GOAL OF THE EXERCISE
Can you output the material exactly as written, minus any pictures it holds?

□ □ □

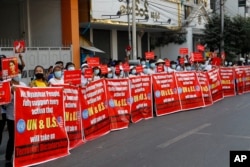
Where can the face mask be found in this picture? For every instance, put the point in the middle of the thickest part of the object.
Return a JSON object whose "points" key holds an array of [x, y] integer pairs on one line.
{"points": [[133, 71], [121, 73], [188, 68], [17, 79], [71, 68], [39, 75], [96, 71], [110, 75], [83, 70], [173, 66], [178, 68], [145, 71], [152, 65], [202, 66], [19, 76], [58, 74]]}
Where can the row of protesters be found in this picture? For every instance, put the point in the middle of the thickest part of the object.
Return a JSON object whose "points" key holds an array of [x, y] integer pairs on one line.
{"points": [[7, 112]]}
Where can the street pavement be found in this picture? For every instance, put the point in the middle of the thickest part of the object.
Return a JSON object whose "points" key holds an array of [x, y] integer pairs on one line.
{"points": [[195, 138]]}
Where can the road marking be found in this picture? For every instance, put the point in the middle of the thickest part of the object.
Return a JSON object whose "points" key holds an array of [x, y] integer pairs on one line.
{"points": [[182, 136], [224, 135]]}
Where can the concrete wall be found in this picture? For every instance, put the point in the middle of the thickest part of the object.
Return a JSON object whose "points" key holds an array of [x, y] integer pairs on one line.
{"points": [[36, 21], [45, 22], [10, 22]]}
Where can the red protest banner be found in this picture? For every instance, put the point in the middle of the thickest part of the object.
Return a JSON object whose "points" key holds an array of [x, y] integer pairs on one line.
{"points": [[73, 121], [93, 61], [40, 134], [72, 77], [181, 60], [216, 61], [189, 90], [149, 55], [139, 69], [200, 48], [223, 55], [227, 81], [247, 79], [88, 73], [159, 68], [215, 85], [118, 94], [125, 67], [165, 93], [141, 94], [9, 67], [206, 92], [183, 51], [104, 69], [240, 75], [167, 63], [19, 46], [95, 114], [5, 92], [197, 57]]}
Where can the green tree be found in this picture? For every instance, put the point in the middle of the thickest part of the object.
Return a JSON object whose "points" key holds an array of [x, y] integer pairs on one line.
{"points": [[236, 35]]}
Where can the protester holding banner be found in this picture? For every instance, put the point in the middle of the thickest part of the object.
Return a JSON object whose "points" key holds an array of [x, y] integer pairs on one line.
{"points": [[2, 121], [152, 66], [132, 72], [51, 75], [21, 60], [57, 79], [109, 74], [39, 80], [96, 73], [70, 66], [10, 116], [84, 81]]}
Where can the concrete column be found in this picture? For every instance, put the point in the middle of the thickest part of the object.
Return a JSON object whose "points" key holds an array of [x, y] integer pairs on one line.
{"points": [[114, 47], [190, 39], [70, 28], [139, 51]]}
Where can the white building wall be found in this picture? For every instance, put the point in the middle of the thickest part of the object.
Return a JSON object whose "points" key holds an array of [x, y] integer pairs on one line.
{"points": [[45, 22]]}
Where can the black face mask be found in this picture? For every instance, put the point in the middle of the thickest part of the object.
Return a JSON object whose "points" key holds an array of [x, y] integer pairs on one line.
{"points": [[39, 75]]}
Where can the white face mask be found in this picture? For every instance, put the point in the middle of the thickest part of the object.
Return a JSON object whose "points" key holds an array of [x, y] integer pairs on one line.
{"points": [[71, 68]]}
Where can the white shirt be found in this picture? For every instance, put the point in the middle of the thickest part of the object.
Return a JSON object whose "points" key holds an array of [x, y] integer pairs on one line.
{"points": [[10, 106], [55, 81]]}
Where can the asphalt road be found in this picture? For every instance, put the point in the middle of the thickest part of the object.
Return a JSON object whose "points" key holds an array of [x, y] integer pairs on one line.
{"points": [[195, 138]]}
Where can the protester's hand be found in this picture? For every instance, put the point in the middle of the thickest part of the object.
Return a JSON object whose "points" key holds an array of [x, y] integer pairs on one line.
{"points": [[20, 56]]}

□ □ □

SOLUTION FOR THIS PROBLEM
Where can the face mask be found in this picture? For every instance, put the point in the middle of the thickest part of the object.
Return a JSON object whose "points" key holds an array of [x, y] integer pairs on one line.
{"points": [[133, 71], [121, 73], [188, 68], [17, 79], [71, 68], [39, 75], [96, 71], [110, 75], [83, 70], [173, 66], [178, 68], [145, 71], [152, 65], [202, 66], [19, 76], [58, 74]]}
Where can the row of protesters be found in this picture? For every instance, put the point in the middle of the thickest part of the object.
Return a JSON object whose "points" key holds an array of [x, y] integer pairs on one line.
{"points": [[7, 112]]}
Where can the street pavement be found in this picture? For every instance, put the point in the middle of the thickest part of the object.
Return a JSON object whose "points" key holds an array of [x, y] integer pairs on one line.
{"points": [[195, 138]]}
Where can the road marking be found in this picture? For every instance, put the point in the middle of the thickest part of the object.
Return a JSON object whose "points" key holds an array of [x, y] integer pairs on one line.
{"points": [[182, 136], [224, 135]]}
Where can the concrete wall be found in this picture? For every instance, put the point in the middle of the thickest part of the object.
Return a JSON object whose "points" key holds an array of [x, y] integer pairs on one line.
{"points": [[36, 21], [45, 22], [10, 22]]}
Where can the red protest banner be found in this picture? For every instance, put the point in the middle of the thickest part of the object.
Return a JSON object whose "points" key holds an array of [x, y] integer pairs on one line.
{"points": [[73, 121], [93, 61], [40, 134], [72, 77], [181, 60], [216, 61], [189, 90], [149, 55], [139, 69], [200, 48], [223, 55], [227, 81], [247, 79], [88, 73], [159, 68], [215, 85], [118, 94], [125, 67], [165, 93], [141, 94], [9, 67], [206, 92], [183, 51], [104, 69], [240, 75], [167, 63], [19, 46], [95, 114], [5, 92], [197, 57]]}
Where can the green tree be found in this picture? For every instance, put the point in the middle of the thickest part of the object.
Return a JSON object whose "points" key holds an array of [x, y] integer pairs on one line.
{"points": [[236, 35]]}
Where can the protester holding banner be found in this picture? For every instance, put the point in the middle of the thickest part of the object.
Return a JSON object whose "points" key holds an array of [x, y] integer pairs on one line.
{"points": [[2, 121], [152, 66], [132, 72], [51, 75], [21, 60], [57, 79], [109, 74], [39, 80], [96, 73], [70, 66], [10, 116], [84, 81]]}
Where can the concrete column be found in this picture? For every instance, put the point in the middle of the thickest part of the object.
Return a JSON object whose "points" key holds an array of [x, y] integer pairs on one line.
{"points": [[114, 47], [190, 39], [70, 28], [139, 51]]}
Where can the white building wall be found in this picture? For every instance, put the point in the middle of the thickest part of the object.
Return a JSON object whose "points" key holds an array of [x, y] integer pairs on one line.
{"points": [[45, 22]]}
Where can the black face mask be found in this picture? For every instance, put the point in the middle of the thickest part of the object.
Return a JSON object whose "points" key holds an array of [x, y] integer pairs on one line.
{"points": [[39, 75]]}
Where can the white face mask be found in this picture? For every instance, put the point in the middle of the thickest part of the object.
Return a JSON object whose "points" key holds an array of [x, y] integer pairs on one line.
{"points": [[71, 68]]}
Where can the white shirt be found in this picture? For every instance, put the point in the middle of the thickest part of the object.
Return a JSON object whose "points" key holds an array of [x, y] integer pairs on one line.
{"points": [[10, 106], [55, 81]]}
Where can the asphalt road be found in this picture? For every instance, put the point in the middle of the thickest part of the object.
Return a JSON object whose "points" key holds an array of [x, y] integer pairs on one line.
{"points": [[195, 138]]}
Where can the protester's hand be found in this picture? For every instance, put the point in the middle of the thickest part of the object.
Return a JSON object whose "points" key holds an array of [x, y] integer pairs on one line.
{"points": [[20, 56]]}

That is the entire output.